## Given instruction
Each line below should be quoted exactly, please.

## Input material
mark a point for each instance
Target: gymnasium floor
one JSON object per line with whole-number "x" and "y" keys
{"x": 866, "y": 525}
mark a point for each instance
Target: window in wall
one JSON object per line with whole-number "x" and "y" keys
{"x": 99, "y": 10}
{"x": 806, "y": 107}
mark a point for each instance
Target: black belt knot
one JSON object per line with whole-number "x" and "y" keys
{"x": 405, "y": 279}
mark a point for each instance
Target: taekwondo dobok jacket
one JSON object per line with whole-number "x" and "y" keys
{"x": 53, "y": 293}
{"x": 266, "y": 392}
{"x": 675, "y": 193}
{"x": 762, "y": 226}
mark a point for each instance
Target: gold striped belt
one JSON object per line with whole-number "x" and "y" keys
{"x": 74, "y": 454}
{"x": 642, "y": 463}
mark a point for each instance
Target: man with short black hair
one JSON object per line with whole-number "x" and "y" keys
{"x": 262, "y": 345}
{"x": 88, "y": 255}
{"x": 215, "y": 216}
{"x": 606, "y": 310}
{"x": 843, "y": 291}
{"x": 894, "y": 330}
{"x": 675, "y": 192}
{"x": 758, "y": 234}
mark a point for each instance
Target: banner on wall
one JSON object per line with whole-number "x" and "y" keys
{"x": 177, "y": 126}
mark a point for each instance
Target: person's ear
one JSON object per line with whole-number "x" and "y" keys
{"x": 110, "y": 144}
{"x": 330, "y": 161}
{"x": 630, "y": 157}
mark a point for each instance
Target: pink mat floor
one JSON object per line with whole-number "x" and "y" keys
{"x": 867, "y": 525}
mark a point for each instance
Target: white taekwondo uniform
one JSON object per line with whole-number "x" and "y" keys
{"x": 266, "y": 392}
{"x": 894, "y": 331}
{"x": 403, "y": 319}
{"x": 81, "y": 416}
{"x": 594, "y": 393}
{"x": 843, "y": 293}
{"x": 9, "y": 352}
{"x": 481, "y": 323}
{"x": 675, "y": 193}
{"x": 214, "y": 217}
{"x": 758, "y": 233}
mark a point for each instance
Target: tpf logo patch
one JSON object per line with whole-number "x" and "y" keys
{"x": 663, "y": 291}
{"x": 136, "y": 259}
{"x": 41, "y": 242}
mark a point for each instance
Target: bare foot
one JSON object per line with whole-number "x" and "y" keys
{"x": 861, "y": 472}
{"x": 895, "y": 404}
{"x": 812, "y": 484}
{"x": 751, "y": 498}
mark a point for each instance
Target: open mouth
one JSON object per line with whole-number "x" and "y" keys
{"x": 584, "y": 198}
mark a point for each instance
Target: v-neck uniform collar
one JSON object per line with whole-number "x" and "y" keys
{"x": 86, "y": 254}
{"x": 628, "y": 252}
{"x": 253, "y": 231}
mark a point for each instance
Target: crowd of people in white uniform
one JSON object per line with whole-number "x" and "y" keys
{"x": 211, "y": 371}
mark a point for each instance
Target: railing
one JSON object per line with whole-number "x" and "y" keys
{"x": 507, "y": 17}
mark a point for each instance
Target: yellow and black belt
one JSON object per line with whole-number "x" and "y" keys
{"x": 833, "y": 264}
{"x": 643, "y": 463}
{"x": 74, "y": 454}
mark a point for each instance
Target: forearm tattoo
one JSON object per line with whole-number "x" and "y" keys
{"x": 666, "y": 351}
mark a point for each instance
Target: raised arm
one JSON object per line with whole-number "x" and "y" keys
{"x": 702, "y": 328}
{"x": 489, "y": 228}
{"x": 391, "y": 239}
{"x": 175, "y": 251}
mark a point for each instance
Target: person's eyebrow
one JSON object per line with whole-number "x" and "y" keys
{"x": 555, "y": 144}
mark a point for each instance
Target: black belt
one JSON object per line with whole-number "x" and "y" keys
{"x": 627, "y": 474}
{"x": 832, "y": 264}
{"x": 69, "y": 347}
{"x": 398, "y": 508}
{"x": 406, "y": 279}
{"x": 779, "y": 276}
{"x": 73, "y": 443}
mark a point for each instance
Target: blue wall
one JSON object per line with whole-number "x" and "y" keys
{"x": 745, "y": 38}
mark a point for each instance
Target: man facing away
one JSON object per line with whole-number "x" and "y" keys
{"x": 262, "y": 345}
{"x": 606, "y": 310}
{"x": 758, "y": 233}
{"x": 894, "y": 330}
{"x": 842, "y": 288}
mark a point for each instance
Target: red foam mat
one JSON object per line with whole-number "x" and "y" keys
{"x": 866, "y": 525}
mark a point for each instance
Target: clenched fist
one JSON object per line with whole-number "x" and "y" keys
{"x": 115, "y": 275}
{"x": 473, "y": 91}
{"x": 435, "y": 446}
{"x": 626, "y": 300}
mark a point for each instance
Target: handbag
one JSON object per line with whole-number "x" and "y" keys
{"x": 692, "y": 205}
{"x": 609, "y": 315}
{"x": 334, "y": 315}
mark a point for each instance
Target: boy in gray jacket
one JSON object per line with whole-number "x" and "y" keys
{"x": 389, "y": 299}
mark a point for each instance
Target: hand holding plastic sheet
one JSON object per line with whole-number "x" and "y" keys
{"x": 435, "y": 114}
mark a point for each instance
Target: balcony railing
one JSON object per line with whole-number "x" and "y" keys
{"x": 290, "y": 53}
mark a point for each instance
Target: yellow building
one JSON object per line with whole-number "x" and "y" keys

## Task response
mark a point for each instance
Target: gymnasium floor
one JSON object per line with whole-number "x" and "y" keys
{"x": 866, "y": 525}
mark a point for each instance
Target: window in wall
one JSON object per line with whole-number "x" and "y" keys
{"x": 99, "y": 10}
{"x": 806, "y": 107}
mark a point for each instance
Target: black belt knot
one JSON object per line with whole-number "x" and "y" keys
{"x": 405, "y": 279}
mark a point for each instance
Target: taekwondo dobok jacket
one JSON object per line with whole-number "x" and "y" keys
{"x": 53, "y": 293}
{"x": 266, "y": 392}
{"x": 675, "y": 193}
{"x": 762, "y": 226}
mark a point for each instance
Target: gold striped belt
one JSON object per line with whole-number "x" and "y" keys
{"x": 74, "y": 454}
{"x": 642, "y": 463}
mark a point for each instance
Target: man with short black hair
one JSON object per line with whole-number "x" and "y" keys
{"x": 262, "y": 345}
{"x": 88, "y": 255}
{"x": 215, "y": 216}
{"x": 606, "y": 310}
{"x": 843, "y": 291}
{"x": 894, "y": 330}
{"x": 675, "y": 192}
{"x": 758, "y": 234}
mark a point for each instance
Target: banner on wall
one JSON object per line with whole-number "x" and "y" keys
{"x": 177, "y": 126}
mark a point for each instance
Target: person's ear
one JSON object per line with whole-number "x" and "y" keys
{"x": 110, "y": 144}
{"x": 330, "y": 161}
{"x": 630, "y": 157}
mark a point for each instance
Target: pink mat floor
one JSON object per line with whole-number "x" and "y" keys
{"x": 867, "y": 525}
mark a point for each instance
Target: white taekwondo uniform
one JSON object per line with whole-number "x" and "y" keys
{"x": 266, "y": 392}
{"x": 894, "y": 331}
{"x": 403, "y": 319}
{"x": 81, "y": 416}
{"x": 594, "y": 393}
{"x": 843, "y": 293}
{"x": 9, "y": 352}
{"x": 481, "y": 323}
{"x": 675, "y": 193}
{"x": 214, "y": 217}
{"x": 758, "y": 233}
mark a point for each instance
Target: tpf logo patch
one JSON object per line with whole-number "x" and "y" keys
{"x": 663, "y": 291}
{"x": 136, "y": 259}
{"x": 41, "y": 242}
mark a point for each instance
Target: bare foot
one JSON object per line with whole-number "x" and "y" keys
{"x": 861, "y": 472}
{"x": 895, "y": 404}
{"x": 812, "y": 484}
{"x": 751, "y": 498}
mark a point for each instance
Target: open mouth
one JSON object per line with whole-number "x" and "y" keys
{"x": 584, "y": 198}
mark a point for each instance
Target: v-neck uniform collar
one JSON object per line with whole-number "x" and "y" keys
{"x": 86, "y": 254}
{"x": 628, "y": 252}
{"x": 253, "y": 231}
mark a point for each instance
Target: crowd of people in white uniform
one JSON object per line with whole-number "x" and "y" keys
{"x": 211, "y": 371}
mark a point for each instance
Target: railing
one JSON object per line with whole-number "x" and "y" keys
{"x": 507, "y": 17}
mark a point for each instance
Target: yellow and black belt
one JSON object per line with whole-number "x" and "y" keys
{"x": 833, "y": 264}
{"x": 643, "y": 463}
{"x": 74, "y": 454}
mark a point for each instance
Target: forearm tattoo
one JSON object per line with whole-number "x" and "y" keys
{"x": 666, "y": 351}
mark a point for each instance
Target: raised arm
one JSON object per line with whole-number "x" and "y" keys
{"x": 702, "y": 328}
{"x": 489, "y": 228}
{"x": 391, "y": 239}
{"x": 175, "y": 251}
mark a point for each instance
Target: person's eyebrow
one JSON object per line with whole-number "x" and "y" keys
{"x": 555, "y": 144}
mark a point for each instance
Target: black belt
one JSON object per line with whole-number "x" and "y" keys
{"x": 627, "y": 474}
{"x": 832, "y": 264}
{"x": 69, "y": 347}
{"x": 398, "y": 508}
{"x": 406, "y": 279}
{"x": 779, "y": 276}
{"x": 73, "y": 443}
mark a point for each instance
Target: blue wall
one JSON object per line with whole-number "x" and "y" keys
{"x": 745, "y": 38}
mark a point for each instance
Target: man facing away
one JSON object per line with whole-number "x" and "y" keys
{"x": 262, "y": 345}
{"x": 606, "y": 310}
{"x": 758, "y": 233}
{"x": 894, "y": 330}
{"x": 842, "y": 288}
mark a point for each instance
Target: red foam mat
one JSON object per line with whole-number "x" and "y" keys
{"x": 866, "y": 525}
mark a point for each instance
Target: clenched fist
one JSON object per line with whole-number "x" and "y" keys
{"x": 115, "y": 275}
{"x": 473, "y": 91}
{"x": 435, "y": 446}
{"x": 626, "y": 300}
mark a point for each instance
Target: handbag
one JSON object per line with whole-number "x" and "y" keys
{"x": 692, "y": 205}
{"x": 609, "y": 315}
{"x": 334, "y": 315}
mark a point for each instance
Target: boy in gray jacket
one JSON object per line with whole-number "x" and "y" keys
{"x": 389, "y": 299}
mark a point for each instance
Target: hand holding plastic sheet
one JSON object per line with whole-number "x" and "y" keys
{"x": 435, "y": 114}
mark a point for each instance
Target: balcony railing
one JSON object per line with whole-number "x" and "y" keys
{"x": 290, "y": 53}
mark a point for each instance
Target: yellow building
one JSON object per line with whole-number "x" and "y" keys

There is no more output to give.